I’m assuming you’re using a 12b or 24b qwen model. The ones from deepseek go up to hundreds of billions of params and I can’t tell if bigger number is better or just meaningless posturing.

realitaetsverlust@piefed.zip · 2 months ago

I’m using the 35b models.

Quality for qwen is mostly fine - sometimes it does hallucinate some shit while thinking, but it does correct itself almost every time. But the answers itself are, for the most part, precise and useful. Not what you know from the cloud models, obviously, but it’s absolutely fine for everyday use. What is actually annoying is the web search - not sure if that’s a qwen problem or a problem with open webui, but it actually takes a long time to finish the search.

I once had a situation where a model was running into an “infinite loop” while thinking, thinking the same line over and over again. And once, qwen just started outputting chinese halfway through the answer lol.

When it comes to context, I’m gonna be very honest - I don’t know. I have never hit any kind of problems or limits because of that since I’m not using AI over a long term project. I use it for small, concise cases and that’s it.

onlinepersona@programming.dev · 2 months ago

Thanks for the response. It’s interesting to read about the experience of others.

irmadlad@lemmy.world · 2 months ago

Didn’t downvote. I use AI, and not ashamed of it. I don’t write huge programs and I damn sure don’t release anything to the public mainly because, in the back of my mind, I can just see some poor chap using my code and now smoke is coming out of his server. It works for me. Usually it’s ‘write a script that does _________’ or Docker compose files. It seems pretty accurate for those uses and if I need a bash command sequence explained, it’s good for that too.

I also use AI when I master my audio tracks before I upload them. I am clinically deaf and there are some frequencies that I just can’t hear well enough to make a judgement call. It’s pretty good at that too.

- **Data supplied**
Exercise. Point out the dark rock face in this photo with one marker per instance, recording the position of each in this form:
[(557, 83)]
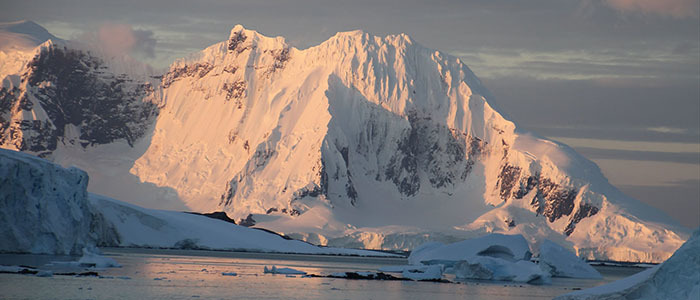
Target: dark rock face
[(446, 155), (554, 201), (507, 180), (195, 70), (219, 215), (584, 211), (551, 199), (247, 222), (235, 40), (75, 88)]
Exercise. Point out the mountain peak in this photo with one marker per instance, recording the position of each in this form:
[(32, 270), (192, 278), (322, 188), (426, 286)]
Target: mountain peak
[(243, 36), (23, 34)]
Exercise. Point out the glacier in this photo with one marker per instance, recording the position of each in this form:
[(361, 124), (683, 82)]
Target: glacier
[(356, 142), (46, 209), (676, 278)]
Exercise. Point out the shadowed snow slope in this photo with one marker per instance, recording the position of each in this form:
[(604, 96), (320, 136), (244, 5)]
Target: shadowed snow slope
[(140, 227), (361, 141), (44, 208), (677, 278)]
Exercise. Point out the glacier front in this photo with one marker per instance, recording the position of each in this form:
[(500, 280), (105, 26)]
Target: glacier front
[(361, 141)]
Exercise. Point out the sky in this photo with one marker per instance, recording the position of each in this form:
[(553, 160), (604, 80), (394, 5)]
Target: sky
[(618, 80)]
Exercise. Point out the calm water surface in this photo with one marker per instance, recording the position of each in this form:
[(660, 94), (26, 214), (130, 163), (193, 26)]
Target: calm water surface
[(193, 274)]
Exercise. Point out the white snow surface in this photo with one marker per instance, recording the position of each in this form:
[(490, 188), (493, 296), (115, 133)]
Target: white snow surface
[(676, 278), (491, 257), (46, 208), (92, 258), (282, 270), (497, 269), (43, 206), (141, 227), (506, 247), (320, 144), (560, 262), (432, 272)]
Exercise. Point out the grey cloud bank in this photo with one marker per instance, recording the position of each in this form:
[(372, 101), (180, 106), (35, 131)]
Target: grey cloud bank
[(609, 69)]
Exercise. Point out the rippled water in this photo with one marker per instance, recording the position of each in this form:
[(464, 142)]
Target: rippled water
[(192, 274)]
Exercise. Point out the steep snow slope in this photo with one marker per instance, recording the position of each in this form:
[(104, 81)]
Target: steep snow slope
[(360, 141), (336, 142), (676, 278), (45, 208)]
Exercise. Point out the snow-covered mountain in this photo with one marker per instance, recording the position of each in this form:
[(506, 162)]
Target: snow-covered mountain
[(45, 208), (361, 141)]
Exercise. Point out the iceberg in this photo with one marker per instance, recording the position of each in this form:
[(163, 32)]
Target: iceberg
[(432, 272), (676, 278), (491, 257), (93, 259), (563, 263), (288, 271), (43, 207), (491, 268), (507, 247)]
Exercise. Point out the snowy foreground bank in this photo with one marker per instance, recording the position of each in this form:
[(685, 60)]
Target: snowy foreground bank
[(676, 278), (46, 209)]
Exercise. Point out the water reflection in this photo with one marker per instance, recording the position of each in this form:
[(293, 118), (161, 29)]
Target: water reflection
[(178, 274)]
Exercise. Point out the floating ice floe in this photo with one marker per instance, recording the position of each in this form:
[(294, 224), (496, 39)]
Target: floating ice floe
[(276, 270), (508, 247), (491, 268), (560, 262), (92, 258), (491, 257), (433, 272), (676, 278)]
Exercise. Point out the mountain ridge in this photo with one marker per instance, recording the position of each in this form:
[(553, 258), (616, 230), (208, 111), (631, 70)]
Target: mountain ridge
[(323, 143)]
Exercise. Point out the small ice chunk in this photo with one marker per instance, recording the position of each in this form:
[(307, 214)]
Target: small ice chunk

- **Problem set**
1 - In the forum thread about running AI models locally, what size of models does realitaetsverlust@piefed.zip use?
2 - Pick up the forum thread about running AI models locally right after its final sentence and keep it going.

- **Results of the exercise**
1 - The 35b models.

2 -
Encrypt-Keeper@lemmy.world · 2 months ago

My MacBook Air with 24GB of unified RAM is enough to run something simple and useful.

KyuubiNoKitsune@lemmy.blahaj.zone · 2 months ago

That’s like what, 5 or 6k?

Encrypt-Keeper@lemmy.world · edit-2 2 months ago

Like 1k

ffhein@lemmy.world · edit-2 2 months ago

Price is comparable to a used RTX3090 with 24GB vram, which is probably more attractive to someone who is also interested in Linux/Windows gaming (and already owns a pc I mean). I would also guess that the RTX would be faster than the MacBook. IMO unified ram is more interesting when you can get a lot of it

Encrypt-Keeper@lemmy.world · edit-2 2 months ago

The problem with that is you still have to buy the rest of the computer to put that 3090 in.

KyuubiNoKitsune@lemmy.blahaj.zone · 2 months ago

Reasonable price!

Dultas@lemmy.world · 2 months ago

I think in one video it looked like 16 cards. I think he did multiple bifurcations of the pcie lanes. I think he is / was using it for protein folding as well.

onlinepersona@programming.dev · 2 months ago

That’s definitely not my level of disposable wealth/income. I can barely afford one card.

Korhaka@sopuli.xyz · 2 months ago

Depends on what you want it to do and how well it should do it. Zero is potentially enough. A second hand card from half a decade ago can also do quite a lot.

artyom@piefed.social · 2 months ago

My buddy has an older 16GB card and I installed LM studio for fun. Its not quite as fast as some of the web-based ones, but perfectly usable.

new_world_odor@lemmy.world · 2 months ago

I have a rx5600xt (6gb), 32gb ram, ryzen 3600. System hasn’t been updated since i built it during covid. QwenV3-vl35B is the heftiest thing I can run, it gets around 2 tokens/sec, in LM studio. It’s easier than most people seem to think.

onlinepersona@programming.dev · 2 months ago

How do you now run out of RAM? Does it offload to system RAM?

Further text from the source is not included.